Work required: Please return only the lines from the one holding "Q: What bounding box encloses the raised" through the one holding "Q: What bounding box encloses the fallen leaf?", exactly as they appear in the records below, both ends included.

Segment Start: Provided material

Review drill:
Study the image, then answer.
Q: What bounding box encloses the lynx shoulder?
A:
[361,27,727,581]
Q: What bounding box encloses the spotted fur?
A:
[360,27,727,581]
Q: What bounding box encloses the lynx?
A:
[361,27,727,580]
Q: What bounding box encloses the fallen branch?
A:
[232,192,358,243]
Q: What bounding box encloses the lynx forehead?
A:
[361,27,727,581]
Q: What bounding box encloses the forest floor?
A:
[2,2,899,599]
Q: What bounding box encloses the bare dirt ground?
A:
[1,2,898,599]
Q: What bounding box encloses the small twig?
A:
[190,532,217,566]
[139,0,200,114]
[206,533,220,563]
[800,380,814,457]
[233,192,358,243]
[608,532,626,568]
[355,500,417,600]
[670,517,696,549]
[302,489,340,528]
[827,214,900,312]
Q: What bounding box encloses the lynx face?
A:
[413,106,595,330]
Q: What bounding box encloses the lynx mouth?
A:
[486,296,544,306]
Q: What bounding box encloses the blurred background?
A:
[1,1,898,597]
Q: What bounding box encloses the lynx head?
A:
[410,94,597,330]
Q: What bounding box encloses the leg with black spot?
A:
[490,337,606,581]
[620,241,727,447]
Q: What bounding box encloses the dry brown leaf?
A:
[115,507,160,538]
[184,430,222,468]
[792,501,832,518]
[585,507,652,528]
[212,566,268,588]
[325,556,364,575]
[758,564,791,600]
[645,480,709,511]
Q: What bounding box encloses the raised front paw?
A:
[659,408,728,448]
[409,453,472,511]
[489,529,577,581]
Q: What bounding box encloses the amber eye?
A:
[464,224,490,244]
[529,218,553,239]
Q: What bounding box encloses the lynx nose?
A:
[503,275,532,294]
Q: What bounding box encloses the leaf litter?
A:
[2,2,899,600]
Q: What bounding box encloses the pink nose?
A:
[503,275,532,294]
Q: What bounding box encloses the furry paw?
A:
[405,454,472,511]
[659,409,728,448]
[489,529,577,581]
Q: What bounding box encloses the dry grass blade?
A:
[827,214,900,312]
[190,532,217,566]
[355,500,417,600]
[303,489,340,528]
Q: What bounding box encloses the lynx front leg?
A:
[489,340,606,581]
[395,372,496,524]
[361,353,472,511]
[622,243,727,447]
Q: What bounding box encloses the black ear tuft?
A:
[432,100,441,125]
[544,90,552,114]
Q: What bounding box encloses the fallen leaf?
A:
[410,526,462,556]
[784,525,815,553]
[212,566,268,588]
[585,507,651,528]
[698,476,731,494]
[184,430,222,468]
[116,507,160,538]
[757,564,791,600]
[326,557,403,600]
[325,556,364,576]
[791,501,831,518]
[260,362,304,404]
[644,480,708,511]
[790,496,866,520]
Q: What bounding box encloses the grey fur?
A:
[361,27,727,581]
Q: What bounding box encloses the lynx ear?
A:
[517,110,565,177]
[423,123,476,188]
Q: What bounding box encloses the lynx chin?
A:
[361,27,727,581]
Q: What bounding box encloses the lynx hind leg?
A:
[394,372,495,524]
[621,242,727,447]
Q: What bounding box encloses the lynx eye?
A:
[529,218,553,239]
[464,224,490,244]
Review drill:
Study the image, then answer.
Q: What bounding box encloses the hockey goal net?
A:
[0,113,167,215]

Segment End: Provided material

Solution below:
Q: What bounding box encloses the raised front paw?
A:
[659,408,728,448]
[409,453,472,511]
[489,529,577,581]
Q: What bounding box encloses the amber eye?
A:
[464,224,490,244]
[529,218,553,239]
Q: What bounding box encloses the lynx nose?
A:
[503,275,532,294]
Q: What bounding box encloses the leaf litter?
A:
[2,2,899,600]
Q: What bounding box encloses the pink nose?
A:
[503,275,532,294]
Q: What bounding box encloses the furry paw?
A:
[405,454,472,511]
[659,409,728,448]
[489,529,577,581]
Q: What bounding box encloses the dry grass blade?
A:
[827,214,900,312]
[190,532,217,566]
[355,500,417,600]
[303,489,340,528]
Q: What bounding box encloses the lynx front leg?
A:
[489,340,606,581]
[395,372,496,524]
[361,353,472,511]
[622,243,727,447]
Q: What bounding box encloses the black ear tuft?
A:
[432,100,441,125]
[544,90,552,114]
Q: What bounding box encloses the fallen leaf?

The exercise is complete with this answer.